─── TEXT EXTRACT

2014-04-24 Thread Simon Urbanek
Andrew,

palette is a property recorded in the graphics device* and therefore R will 
create a new device (see dev.new()) if only the null device is open. Which 
device is really up to your settings, so you could adjust your preferred device 
depending on what you want it to be.

The bottom line is that you probably don't want to set the palette if you don't 
have a device that could be used. The delay you see is probably due to your 
local settings that seem to choose X11 as the default device which may or may 
not work depending on the different way you start R and/or the availability of 
the server you DISPLAY is pointing to.

* - this has changed in R 3.0.0, quote:

 Palette changes get recorded on the display list, so
 replaying plots (including when resizing screen devices and using
 dev.copy()) will work better when the palette is changed
 during a plot.

──────
─── MATERIAL FOR THIS EXERCISE

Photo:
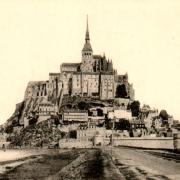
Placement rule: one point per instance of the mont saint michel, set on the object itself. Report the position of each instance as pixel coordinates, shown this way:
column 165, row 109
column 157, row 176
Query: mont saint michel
column 84, row 122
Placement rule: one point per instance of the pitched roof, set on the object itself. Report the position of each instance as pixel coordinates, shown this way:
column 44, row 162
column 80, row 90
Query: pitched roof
column 87, row 47
column 70, row 64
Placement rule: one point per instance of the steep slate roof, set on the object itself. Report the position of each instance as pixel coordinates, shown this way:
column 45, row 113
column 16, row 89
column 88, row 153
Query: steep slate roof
column 70, row 64
column 87, row 47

──────

TASKS ▸
1. Set down, word for word, the stretch of the records from the line containing "Placement rule: one point per instance of the steep" through the end of the records.
2. Extend the R palette message beyond its final sentence, keeping its voice and subject.
The R palette message and the records come from unrelated sources.

PER-TASK ANSWERS ▸
1.
Placement rule: one point per instance of the steep slate roof, set on the object itself. Report the position of each instance as pixel coordinates, shown this way:
column 45, row 113
column 16, row 89
column 88, row 153
Query: steep slate roof
column 70, row 64
column 87, row 47

2.
Cheers,
Simon


On Apr 24, 2014, at 4:13 PM, Andrew Piskorski  wrote:

> For many years, when my R process starts up I've been automatically
> setting my preferred default plot colors, basically like so:
> 
>  my.colors <-
> c("black" ,"red" ,"gold" ,"sky blue" ,"green" ,"blue" ,"orange"
>   ,"grey" ,"hot pink" ,"brown" ,"sea green" ,"cyan" ,"purple" ,"tomato1")
>  require("grDevices")
>  palette(my.colors)
> 
> That seemed to work reliably in all 2.x versions of R, regardless of
> whether my R was interactive or not, or if my Linux, ssh, and screen
> environment had X-Windows properly set up or not.  It Just Worked.
> 
> However, now in R 3.1.0 Patched (2014-04-15 r65398, on Linux),
> depending on whether I have a good X-Windows connection or not it can
> fail like so:
> 
>  Error in .External2(C_X11, d$display, d$width, d$height, d$pointsize,  :  
>unable to start device X11 
> 
> Simply wrapping the palette() call in try() of course helps keep that
> error from breaking the rest of my R start up.  However, occasionally
> the call to palette() will hang for perhaps a minute, unexpectedly
> locking up my R process until it finishes whatever it was doing.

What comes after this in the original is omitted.